> [TEXT PROVIDED]:
▼▼▼

Pretty simple, right? No need for oracles speaking theoretical mumbo-jumbo to understand that. Now, on to a longer view of this. Industrial sectors and the overall economy grow and contract over time, but our hope is that the overall economic pie gets bigger. Now this is where the magic comes in. Think about it, why does our overall economy get bigger? Well it could be inflation, population growth or our exports increasing, but let’s say we adjust for all the externalities and still find our economy growing, what causes that? Well, it’s productivity growth. What is productivity growth? It’s essentially increasing output without increasing capital or labor. Okay, you still with me? I promise, I’m trying to take you somewhere worth going.

How does this miraculous productivity growth occur? Innovation and efficiency improvements. We’re either able to produce more goods with the same cost or produce the same goods with less cost. This occurs in a free market economy continuously, and can be described by the following ideas:

1. Comparative advantage/specialization – This concept essentially observes that some producers are more productive producing a specific good than others in a given marketplace.

2. Mutually beneficial, free exchange of goods/property – In a free market, producers and buyers are  free to buy/sell from each other or not, pursuing their own interests, namely profit or other forms of self-interest.

3. Creative destruction – Given the above, the free market grinds away, continuously rewarding and punishing participants with either profit or loss. Inefficient producers are forced out and efficient producers grow. This machine runs all by itself, with a little lubrication from the rule of law and at least somewhat stable money, being the byproduct of zillions of little decisions that we all make every day, without the guidance of government, I might add (I have to get my Libertarian thought in there).

Okay, so what’s my point? Well the segments of our economy that are contracting perhaps need to in order to grow again someday. Without going into abstruse theories, let’s just summarize the problem by saying that the production in these sectors outstripped demand. Well how did that happen? In our case, there is ample evidence that both inflationary and loose credit policiea (one in the same in many ways) by our government essentially subsidized demand in a number of industries. What happens when these subsidies (and that’s what these policies are) are added to the equation? Well one outcome that’s certain is that the normal competitive pressures relax a bit, as both producers and buyers, buoyed by free cash, do some pretty stupid things. The buyers buy stuff they can’t afford, meaning they pay prices that otherwise wouldn’t be competitive and producers get excess profits. In our case the government encouraged this, but it couldn’t go on forever, and it didn’t. This is, essentially, the boom bust cycle of rigged monetary policy and government intervention.

▲▲▲

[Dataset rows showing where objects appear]
▼▼▼

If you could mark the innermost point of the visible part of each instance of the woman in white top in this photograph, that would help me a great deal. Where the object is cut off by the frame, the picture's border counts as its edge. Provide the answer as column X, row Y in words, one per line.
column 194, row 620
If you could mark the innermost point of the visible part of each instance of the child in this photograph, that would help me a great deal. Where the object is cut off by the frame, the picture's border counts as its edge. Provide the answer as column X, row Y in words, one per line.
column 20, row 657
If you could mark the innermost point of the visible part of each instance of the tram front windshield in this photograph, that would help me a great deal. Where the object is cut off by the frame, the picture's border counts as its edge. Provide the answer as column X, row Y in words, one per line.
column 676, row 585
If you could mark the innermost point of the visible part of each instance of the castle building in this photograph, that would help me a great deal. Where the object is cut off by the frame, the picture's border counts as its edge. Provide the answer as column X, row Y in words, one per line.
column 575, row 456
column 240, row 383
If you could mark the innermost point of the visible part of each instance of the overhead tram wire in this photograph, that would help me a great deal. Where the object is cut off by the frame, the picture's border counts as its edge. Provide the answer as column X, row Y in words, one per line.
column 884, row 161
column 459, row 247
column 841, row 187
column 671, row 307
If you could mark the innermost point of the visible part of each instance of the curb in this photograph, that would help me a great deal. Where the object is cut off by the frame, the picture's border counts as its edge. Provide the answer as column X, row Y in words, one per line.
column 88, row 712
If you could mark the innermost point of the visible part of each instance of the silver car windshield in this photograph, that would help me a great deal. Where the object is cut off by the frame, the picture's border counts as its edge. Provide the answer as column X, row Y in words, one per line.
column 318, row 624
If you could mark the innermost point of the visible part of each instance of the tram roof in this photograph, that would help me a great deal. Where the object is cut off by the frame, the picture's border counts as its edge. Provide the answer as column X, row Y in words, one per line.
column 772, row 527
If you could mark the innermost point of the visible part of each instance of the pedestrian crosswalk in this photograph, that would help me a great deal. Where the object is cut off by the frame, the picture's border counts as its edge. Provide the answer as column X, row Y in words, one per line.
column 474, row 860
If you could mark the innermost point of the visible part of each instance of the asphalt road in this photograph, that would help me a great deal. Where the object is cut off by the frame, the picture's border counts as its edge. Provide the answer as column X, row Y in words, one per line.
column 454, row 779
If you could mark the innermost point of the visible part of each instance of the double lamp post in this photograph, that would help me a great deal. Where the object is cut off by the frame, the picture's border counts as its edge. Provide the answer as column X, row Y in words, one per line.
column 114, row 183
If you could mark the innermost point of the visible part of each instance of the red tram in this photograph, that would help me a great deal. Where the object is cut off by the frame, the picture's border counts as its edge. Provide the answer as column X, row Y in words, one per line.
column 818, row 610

▲▲▲

> [JOB 1]: Set down the economics passage word for word, between "3. Creative destruction" and "thought in there).", inclusive.
> [JOB 2]: For each statement below, say whether the economics passage agrees, answering yes or no and quoting the deciding words. (a) Productivity growth means increasing output without increasing capital or labor. (b) Creative destruction works under the guidance of government. (c) The subsidized buying described at the end could go on forever.
> [JOB 3]:
Please answer these questions from the economics passage, one per line:
(a) What two things does it give as the source of productivity growth?
(b) What is the second of the numbered ideas?
(c) In the contracting sectors, what outstripped demand?
The records have no connection to the economics passage.

> [WORKED ANSWER 1]:
3. Creative destruction – Given the above, the free market grinds away, continuously rewarding and punishing participants with either profit or loss. Inefficient producers are forced out and efficient producers grow. This machine runs all by itself, with a little lubrication from the rule of law and at least somewhat stable money, being the byproduct of zillions of little decisions that we all make every day, without the guidance of government, I might add (I have to get my Libertarian thought in there).

> [WORKED ANSWER 2]:
(a) Yes: "It’s essentially increasing output without increasing capital or labor."
(b) No: "without the guidance of government"
(c) No: "it couldn’t go on forever, and it didn’t."

> [WORKED ANSWER 3]:
(a) Innovation and efficiency improvements
(b) Mutually beneficial, free exchange of goods/property
(c) The production in these sectors